* YOUR TASKS
[a] Repeat the stretch of the passage about the roller unit from "The retaining section 45 restricts" through "onto the third roller 43.", word for word.
[b] Go on with the passage about the roller unit, starting right after its final sentence.

* TEXT PROVIDED
######

The retaining portion 45 is configured to retain the medium 17 wound on the third roller 43 positioned most downstream in the transport direction D among the plurality of rollers. The retaining portion 45 is detachable from the third roller 43. The roller unit 28 may include one retaining portion 45 or a plurality of retaining portions 45. The plurality of retaining portions 45 may be installed on the third roller 43 at intervals in the width direction X. The operator may change the number of the retaining portions 45 to be used according to the size of the medium 17 in the width direction X.
The retaining section 45 restricts movement of the medium 17 relative to the third roller 43 by sandwiching the medium 17 between the third roller 43 and the retaining section 45. The retaining section 45 is, for example, a clip having elasticity configured to press the medium 17 onto the third roller 43.
The anchoring portion 46 may connect the retaining portion 45 and, for example, the support wall 44. By providing the anchoring portion 46, the operator can easily store the retaining section 45. The anchoring portion 46 may have elasticity. The anchoring portion 46 may be detachable from at least either the retaining portion 45 or the support wall 44.
The support portion 29 movably supports the roller unit 28. The roller unit 28 is movable relative to the transport unit 27. The support portion 29 is, for example, a linear guide. The support portion 29 may slidably support the roller unit 28 along the Y-axis. The support portion 29 is fixed to, for example, a frame, which is not illustrated, of the transport unit 27, the frame supporting the driving roller 32 and the driven roller 33.
The roller unit 28 is configured to move, along the support portion 29, to a recording position indicated by a solid line in FIG. 2 and a set position indicated by a dash-double-dotted line in FIG. 2 . The roller unit 28 in the set position moves to the recording position by moving in the moving direction Y. The roller unit 28 moves away from the transport unit 27 by moving from the recording position to the set position. Specifically, a first distance L1 between the third roller 43 and the transport unit 27 when the roller unit 28 is in the set position is greater than a second distance L2 between the third roller 43 and the transport unit 27 when the roller unit 28 is in the recording position. The first distance L1 and the second distance L2 are the shortest distances between the third roller 43 and the transport unit 27.

######

* RAW DATA
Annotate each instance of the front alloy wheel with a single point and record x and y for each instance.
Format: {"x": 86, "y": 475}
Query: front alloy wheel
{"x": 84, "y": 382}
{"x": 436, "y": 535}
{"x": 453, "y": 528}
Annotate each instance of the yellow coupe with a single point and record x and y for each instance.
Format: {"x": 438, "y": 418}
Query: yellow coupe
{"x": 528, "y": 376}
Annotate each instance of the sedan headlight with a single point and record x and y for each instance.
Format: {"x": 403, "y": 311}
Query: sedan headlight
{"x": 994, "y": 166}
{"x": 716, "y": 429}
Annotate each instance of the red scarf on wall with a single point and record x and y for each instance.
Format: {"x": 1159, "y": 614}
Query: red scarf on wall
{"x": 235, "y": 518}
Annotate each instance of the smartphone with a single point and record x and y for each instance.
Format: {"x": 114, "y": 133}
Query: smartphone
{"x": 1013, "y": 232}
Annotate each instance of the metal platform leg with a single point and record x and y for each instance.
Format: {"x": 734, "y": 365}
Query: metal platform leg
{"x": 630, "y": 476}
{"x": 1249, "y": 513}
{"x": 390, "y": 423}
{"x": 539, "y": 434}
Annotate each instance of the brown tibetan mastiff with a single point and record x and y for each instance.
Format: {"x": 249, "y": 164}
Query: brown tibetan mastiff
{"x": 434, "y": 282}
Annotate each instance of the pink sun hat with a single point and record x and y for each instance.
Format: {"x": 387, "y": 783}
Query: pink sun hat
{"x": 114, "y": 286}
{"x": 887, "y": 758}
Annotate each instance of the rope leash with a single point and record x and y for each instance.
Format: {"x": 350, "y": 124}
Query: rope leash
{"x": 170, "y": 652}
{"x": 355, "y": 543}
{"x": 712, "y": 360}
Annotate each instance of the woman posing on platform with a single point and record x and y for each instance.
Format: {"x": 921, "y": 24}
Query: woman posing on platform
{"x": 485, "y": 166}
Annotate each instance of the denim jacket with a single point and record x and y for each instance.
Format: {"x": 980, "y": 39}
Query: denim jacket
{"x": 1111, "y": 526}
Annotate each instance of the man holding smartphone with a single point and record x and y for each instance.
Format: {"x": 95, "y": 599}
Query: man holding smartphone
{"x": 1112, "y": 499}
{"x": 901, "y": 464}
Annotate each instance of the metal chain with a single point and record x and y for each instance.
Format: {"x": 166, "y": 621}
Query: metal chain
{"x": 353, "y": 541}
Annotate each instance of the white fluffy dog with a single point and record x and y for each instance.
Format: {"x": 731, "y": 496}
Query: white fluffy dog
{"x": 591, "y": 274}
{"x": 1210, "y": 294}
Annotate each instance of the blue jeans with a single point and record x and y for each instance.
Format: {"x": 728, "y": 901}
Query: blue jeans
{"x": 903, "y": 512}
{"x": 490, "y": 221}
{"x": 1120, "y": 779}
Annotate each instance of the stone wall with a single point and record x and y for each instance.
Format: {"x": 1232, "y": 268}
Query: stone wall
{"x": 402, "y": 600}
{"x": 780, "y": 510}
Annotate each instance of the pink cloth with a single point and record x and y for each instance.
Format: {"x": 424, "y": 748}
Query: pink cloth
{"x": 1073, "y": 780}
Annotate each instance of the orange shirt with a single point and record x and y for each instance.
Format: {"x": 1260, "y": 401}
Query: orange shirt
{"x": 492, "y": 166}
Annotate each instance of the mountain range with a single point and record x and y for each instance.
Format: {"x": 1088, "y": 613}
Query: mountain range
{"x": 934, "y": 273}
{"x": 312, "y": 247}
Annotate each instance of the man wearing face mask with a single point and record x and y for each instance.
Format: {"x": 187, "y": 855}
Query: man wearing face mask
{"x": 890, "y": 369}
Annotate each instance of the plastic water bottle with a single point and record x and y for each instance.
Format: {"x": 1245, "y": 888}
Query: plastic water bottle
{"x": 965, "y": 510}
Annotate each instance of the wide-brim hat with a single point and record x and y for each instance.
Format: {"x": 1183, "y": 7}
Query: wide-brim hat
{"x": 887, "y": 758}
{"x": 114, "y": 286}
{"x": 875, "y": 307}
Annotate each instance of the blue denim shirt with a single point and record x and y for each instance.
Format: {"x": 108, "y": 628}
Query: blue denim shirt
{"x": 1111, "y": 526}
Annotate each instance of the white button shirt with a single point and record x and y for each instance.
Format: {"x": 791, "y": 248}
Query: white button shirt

######

* ANSWERS TO THE EXERCISES
[a]
The retaining section 45 restricts movement of the medium 17 relative to the third roller 43 by sandwiching the medium 17 between the third roller 43 and the retaining section 45. The retaining section 45 is, for example, a clip having elasticity configured to press the medium 17 onto the third roller 43.

[b]
The speed limiting mechanism 30 limits a moving speed of the roller unit 28 moving relative to the transport unit 27. The speed limiting mechanism 30 may utilize the force of a magnet to limit the moving speed. The speed limiting mechanism 30 may limit the moving speed in the entire region where the roller unit 28 is movable. The speed limiting mechanism 30 may limit the moving speed in a part of the region where the roller unit 28 is movable. The speed limiting mechanism 30 may reduce the moving speed of the roller unit 28 immediately before the roller unit 28 in movement reaches the recording position or the set position.

Effects of Embodiment

Next, actions of the present embodiment will be described.
As illustrated in FIG. 2 , when installing the medium 17 in the liquid ejecting device 11, the operator places the roller unit 28 at the set position. While passing the medium 17 pulled out from the first roll body 18 between the first roller 41 and the third roller 43, the operator winds the medium 17 around the second roller 42.
With the medium 17 wound around the first roller 41, the second roller 42, and the third roller 43, the operator installs the retaining portion 45 on the third roller 43. That is, the retaining portion 45 presses the medium 17 onto the third roller 43. The operator moves the roller unit 28 from the set position to the recording position with the retaining portion 45 installed. While the roller unit 28 is in the recording position, the operator removes the retaining portion 45, pulls the medium 17 out, and installs the medium 17 on the transport unit 27 and the winding unit 13.

Effects of Exemplary Embodiment

Effects of the present embodiment will now be described.
(1) The roller unit 28 is movable relative to the transport unit 27. As such, the distance between the roller unit 28 and the transport unit 27 can be changed. Thus, for example, the operator can install the medium 17 while positioning the roller unit 28 away from the transport unit 27, making it possible to improve the workability of installing the medium 17.
(2) When the roller unit 28 moves with the medium 17 wound on a plurality of rollers, the medium 17 may be pulled off from the roller unit 28. The pulling-off of the medium 17 is caused by tension exerted on the medium 17 between the holding unit 12 and the roller unit 28. In a case in which the medium 17 is pulled off, it is necessary to move the roller unit 28 and then repeat the operation of winding the medium 17 on the plurality of rollers. As such, workability of installing the medium 17 in the roller unit 28 is reduced. In this regard, the retaining portion 45 is configured to retain the medium 17 wound on the third roller 43 positioned most downstream in the transport direction D. Thus, when the roller unit 28 moves, the risk that the medium 17 is pulled off from the roller unit 28 can be reduced.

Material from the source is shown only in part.